EXERCISE INSTRUCTIONS. Copy down all of the data underneath, exactly as shown.

DATASET EXTRACT.
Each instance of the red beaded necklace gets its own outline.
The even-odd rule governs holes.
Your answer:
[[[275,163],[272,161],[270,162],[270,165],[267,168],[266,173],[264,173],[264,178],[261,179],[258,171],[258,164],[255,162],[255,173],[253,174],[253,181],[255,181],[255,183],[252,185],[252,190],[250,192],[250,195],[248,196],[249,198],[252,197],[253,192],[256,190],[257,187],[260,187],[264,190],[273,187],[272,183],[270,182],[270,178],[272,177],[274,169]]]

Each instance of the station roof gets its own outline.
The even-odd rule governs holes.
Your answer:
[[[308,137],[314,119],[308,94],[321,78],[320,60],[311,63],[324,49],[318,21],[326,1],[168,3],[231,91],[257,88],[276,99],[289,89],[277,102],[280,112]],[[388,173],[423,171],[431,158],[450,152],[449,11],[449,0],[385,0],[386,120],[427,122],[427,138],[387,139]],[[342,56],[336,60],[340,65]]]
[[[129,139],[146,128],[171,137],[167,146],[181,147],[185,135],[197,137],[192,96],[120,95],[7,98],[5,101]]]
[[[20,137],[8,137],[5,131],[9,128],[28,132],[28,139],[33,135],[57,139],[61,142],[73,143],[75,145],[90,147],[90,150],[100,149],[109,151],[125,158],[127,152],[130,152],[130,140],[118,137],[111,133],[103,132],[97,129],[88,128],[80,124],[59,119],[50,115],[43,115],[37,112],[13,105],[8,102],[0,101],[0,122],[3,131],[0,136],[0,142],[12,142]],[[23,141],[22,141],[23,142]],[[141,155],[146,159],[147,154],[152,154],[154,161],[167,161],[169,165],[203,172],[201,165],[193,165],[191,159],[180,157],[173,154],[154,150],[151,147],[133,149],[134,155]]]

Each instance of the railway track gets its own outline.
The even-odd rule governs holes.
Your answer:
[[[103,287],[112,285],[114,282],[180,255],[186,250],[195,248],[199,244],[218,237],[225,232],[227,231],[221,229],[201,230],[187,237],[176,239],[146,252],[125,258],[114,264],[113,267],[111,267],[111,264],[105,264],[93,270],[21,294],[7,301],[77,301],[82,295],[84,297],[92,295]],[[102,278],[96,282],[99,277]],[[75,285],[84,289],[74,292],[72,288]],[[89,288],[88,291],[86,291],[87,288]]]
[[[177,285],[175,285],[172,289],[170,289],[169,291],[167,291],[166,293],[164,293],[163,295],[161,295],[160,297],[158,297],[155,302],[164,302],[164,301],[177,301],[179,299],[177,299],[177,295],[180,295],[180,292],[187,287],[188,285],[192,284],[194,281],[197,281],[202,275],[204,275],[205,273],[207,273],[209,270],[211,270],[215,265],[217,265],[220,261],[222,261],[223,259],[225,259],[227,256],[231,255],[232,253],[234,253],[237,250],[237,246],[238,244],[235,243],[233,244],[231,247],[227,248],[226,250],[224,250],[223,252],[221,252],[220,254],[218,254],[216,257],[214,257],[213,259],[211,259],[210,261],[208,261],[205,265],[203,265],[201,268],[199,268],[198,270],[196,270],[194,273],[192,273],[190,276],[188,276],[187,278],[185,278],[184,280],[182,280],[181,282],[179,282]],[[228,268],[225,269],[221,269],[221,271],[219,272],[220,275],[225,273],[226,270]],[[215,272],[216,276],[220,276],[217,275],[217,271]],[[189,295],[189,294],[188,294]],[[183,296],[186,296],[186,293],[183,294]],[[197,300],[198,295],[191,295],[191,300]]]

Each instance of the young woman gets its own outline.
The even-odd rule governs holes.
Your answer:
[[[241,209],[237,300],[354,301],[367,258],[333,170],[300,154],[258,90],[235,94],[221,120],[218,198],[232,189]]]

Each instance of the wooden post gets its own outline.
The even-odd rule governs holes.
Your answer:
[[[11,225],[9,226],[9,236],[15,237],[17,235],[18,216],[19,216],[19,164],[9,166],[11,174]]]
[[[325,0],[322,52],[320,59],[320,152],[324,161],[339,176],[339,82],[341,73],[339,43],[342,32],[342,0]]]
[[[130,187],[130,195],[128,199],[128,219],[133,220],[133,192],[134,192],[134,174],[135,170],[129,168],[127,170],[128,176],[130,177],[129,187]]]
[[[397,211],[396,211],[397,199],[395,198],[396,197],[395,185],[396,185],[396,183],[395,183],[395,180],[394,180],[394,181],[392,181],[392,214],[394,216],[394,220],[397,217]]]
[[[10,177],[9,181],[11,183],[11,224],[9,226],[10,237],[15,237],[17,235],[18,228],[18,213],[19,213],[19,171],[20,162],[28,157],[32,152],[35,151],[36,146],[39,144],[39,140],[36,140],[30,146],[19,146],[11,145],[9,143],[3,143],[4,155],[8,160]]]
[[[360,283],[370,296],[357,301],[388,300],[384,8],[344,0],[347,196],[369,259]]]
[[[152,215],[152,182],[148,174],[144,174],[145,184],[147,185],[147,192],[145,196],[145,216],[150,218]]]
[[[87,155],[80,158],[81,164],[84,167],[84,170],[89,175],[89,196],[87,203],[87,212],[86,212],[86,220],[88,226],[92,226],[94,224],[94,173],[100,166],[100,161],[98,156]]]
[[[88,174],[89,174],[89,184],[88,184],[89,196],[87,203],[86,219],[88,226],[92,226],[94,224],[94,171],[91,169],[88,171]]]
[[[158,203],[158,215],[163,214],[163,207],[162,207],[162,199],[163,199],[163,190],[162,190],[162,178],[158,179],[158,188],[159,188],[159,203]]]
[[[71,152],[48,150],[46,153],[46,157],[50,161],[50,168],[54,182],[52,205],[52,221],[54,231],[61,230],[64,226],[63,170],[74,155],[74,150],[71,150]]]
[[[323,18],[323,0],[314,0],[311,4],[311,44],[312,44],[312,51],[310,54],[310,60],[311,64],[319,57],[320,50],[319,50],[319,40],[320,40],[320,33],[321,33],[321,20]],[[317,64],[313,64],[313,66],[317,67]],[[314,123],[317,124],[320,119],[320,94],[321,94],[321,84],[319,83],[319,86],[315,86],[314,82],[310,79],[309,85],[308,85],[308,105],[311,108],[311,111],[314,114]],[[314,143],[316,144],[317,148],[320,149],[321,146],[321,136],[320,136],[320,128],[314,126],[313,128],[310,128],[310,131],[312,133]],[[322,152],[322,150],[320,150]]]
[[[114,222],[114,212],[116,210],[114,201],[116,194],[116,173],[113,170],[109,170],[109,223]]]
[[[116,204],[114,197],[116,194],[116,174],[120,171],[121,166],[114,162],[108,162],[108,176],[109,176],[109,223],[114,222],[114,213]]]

SOLVED EXERCISE.
Each instance of the red beaded necklace gets its own outline.
The even-odd rule governs holes.
Your answer:
[[[275,163],[272,161],[270,162],[270,165],[267,168],[266,173],[264,173],[264,178],[261,179],[258,171],[258,164],[255,162],[255,173],[253,174],[253,181],[255,181],[255,183],[252,185],[252,190],[250,192],[250,195],[248,196],[249,198],[252,197],[253,192],[256,190],[257,187],[260,187],[264,190],[273,187],[272,183],[270,182],[270,178],[272,177],[274,169]]]

Each instance of the station roof gets its own outline.
The even-odd rule governs holes.
Your answer:
[[[308,137],[314,119],[308,94],[321,78],[320,60],[311,63],[324,49],[318,21],[326,1],[168,3],[231,91],[257,88],[276,99],[289,89],[277,102],[280,112]],[[388,173],[423,171],[431,158],[450,152],[449,11],[449,0],[385,0],[386,120],[427,122],[427,138],[387,139]],[[342,56],[336,60],[340,65]]]
[[[129,139],[146,128],[171,137],[167,146],[181,147],[185,135],[197,137],[192,96],[120,95],[7,98],[5,101]]]
[[[20,137],[8,137],[5,131],[9,128],[28,132],[28,139],[33,135],[57,139],[61,142],[73,143],[75,145],[90,147],[90,150],[100,149],[109,151],[125,158],[127,152],[130,152],[130,140],[118,137],[111,133],[103,132],[97,129],[88,128],[80,124],[59,119],[50,115],[43,115],[37,112],[13,105],[8,102],[0,101],[0,122],[3,131],[0,136],[0,142],[12,142]],[[23,141],[22,141],[23,142]],[[141,155],[146,159],[147,154],[152,154],[154,161],[167,161],[169,165],[203,172],[201,165],[193,165],[191,159],[180,157],[173,154],[154,150],[151,147],[133,149],[134,155]]]

Each instance of the railway track gets its own outline.
The even-odd rule governs holes.
Your answer:
[[[103,287],[112,285],[114,282],[180,255],[186,250],[195,248],[199,244],[218,237],[225,232],[227,231],[221,229],[201,230],[187,237],[176,239],[146,252],[125,258],[114,264],[113,267],[111,267],[111,264],[105,264],[93,270],[21,294],[7,301],[77,301],[82,295],[84,297],[92,295]],[[102,278],[96,282],[99,277]],[[75,285],[84,289],[74,292],[72,288]],[[89,288],[88,291],[86,291],[87,288]]]
[[[177,285],[175,285],[172,289],[170,289],[169,291],[167,291],[166,293],[164,293],[163,295],[161,295],[160,297],[158,297],[155,302],[164,302],[164,301],[177,301],[179,299],[177,299],[177,295],[180,295],[180,292],[187,287],[188,285],[192,284],[194,281],[197,281],[202,275],[204,275],[205,273],[207,273],[209,270],[211,270],[215,265],[217,265],[220,261],[222,261],[223,259],[225,259],[227,256],[231,255],[232,253],[234,253],[237,250],[237,246],[238,244],[235,243],[233,244],[231,247],[227,248],[226,250],[224,250],[223,252],[221,252],[220,254],[218,254],[216,257],[214,257],[213,259],[211,259],[210,261],[208,261],[205,265],[203,265],[201,268],[199,268],[198,270],[196,270],[194,273],[192,273],[190,276],[188,276],[187,278],[185,278],[184,280],[182,280],[181,282],[179,282]],[[228,268],[225,269],[221,269],[221,271],[219,272],[220,275],[225,273],[226,270]],[[215,272],[216,276],[220,276],[217,275],[217,271]],[[189,295],[189,294],[188,294]],[[183,296],[186,296],[186,293],[183,294]],[[197,300],[198,295],[191,295],[191,300]]]

Each instance of the young woman gets its own outline.
The even-odd rule governs holes.
Your answer:
[[[241,209],[237,300],[354,301],[367,258],[333,170],[300,154],[258,90],[235,94],[221,120],[218,198],[232,189]]]

Each instance of the wooden post gets its own outline.
The even-odd rule governs holes.
Your answer:
[[[11,225],[9,226],[9,236],[15,237],[17,235],[18,216],[19,216],[19,164],[9,166],[11,174]]]
[[[325,0],[322,52],[320,59],[320,152],[324,161],[339,176],[339,82],[341,73],[339,43],[342,32],[342,0]]]
[[[130,187],[130,195],[128,199],[128,219],[133,220],[133,192],[134,192],[134,174],[135,170],[129,168],[127,170],[128,176],[130,177],[129,187]]]
[[[397,211],[396,211],[397,199],[395,198],[396,197],[395,185],[396,185],[396,183],[395,183],[395,180],[394,180],[394,181],[392,181],[392,214],[394,216],[394,220],[397,217]]]
[[[10,177],[9,181],[11,183],[11,224],[9,226],[10,237],[15,237],[17,235],[18,228],[18,213],[19,213],[19,171],[20,162],[28,157],[32,152],[35,151],[36,146],[39,144],[39,140],[36,140],[30,146],[19,146],[11,145],[9,143],[3,143],[4,155],[8,160]]]
[[[360,283],[370,296],[357,301],[388,300],[384,8],[344,0],[347,196],[369,259]]]
[[[152,215],[152,182],[148,174],[144,174],[145,184],[147,185],[147,192],[145,196],[145,216],[150,218]]]
[[[87,155],[80,158],[81,164],[84,167],[84,170],[89,175],[89,196],[87,203],[87,212],[86,212],[86,220],[88,226],[92,226],[94,224],[94,173],[100,166],[100,161],[98,156]]]
[[[88,174],[89,174],[89,184],[88,184],[89,196],[87,203],[86,219],[88,226],[92,226],[94,224],[94,171],[91,169],[88,171]]]
[[[158,203],[158,215],[163,214],[163,207],[162,207],[162,199],[163,199],[163,190],[162,190],[162,178],[158,179],[158,188],[159,188],[159,203]]]
[[[71,152],[48,150],[46,153],[46,157],[50,161],[50,168],[54,182],[52,205],[52,221],[54,231],[61,230],[64,226],[63,170],[74,155],[74,150],[71,150]]]
[[[323,18],[323,0],[314,0],[311,4],[311,44],[312,44],[312,51],[310,54],[310,60],[311,64],[319,57],[320,50],[319,50],[319,40],[320,40],[320,33],[321,33],[321,20]],[[317,64],[313,64],[313,66],[317,67]],[[314,123],[317,124],[320,119],[320,94],[321,94],[321,84],[319,83],[319,86],[315,86],[314,82],[310,79],[309,85],[308,85],[308,105],[311,108],[311,111],[314,114]],[[314,143],[316,144],[317,148],[320,149],[321,146],[321,136],[320,136],[320,128],[314,126],[313,128],[310,128],[310,131],[312,133]],[[322,152],[322,150],[320,150]]]
[[[114,222],[114,212],[116,210],[114,201],[116,194],[116,173],[113,170],[109,170],[109,223]]]
[[[116,204],[114,197],[116,194],[116,174],[120,171],[121,166],[114,162],[108,162],[108,176],[109,176],[109,223],[114,222],[114,213]]]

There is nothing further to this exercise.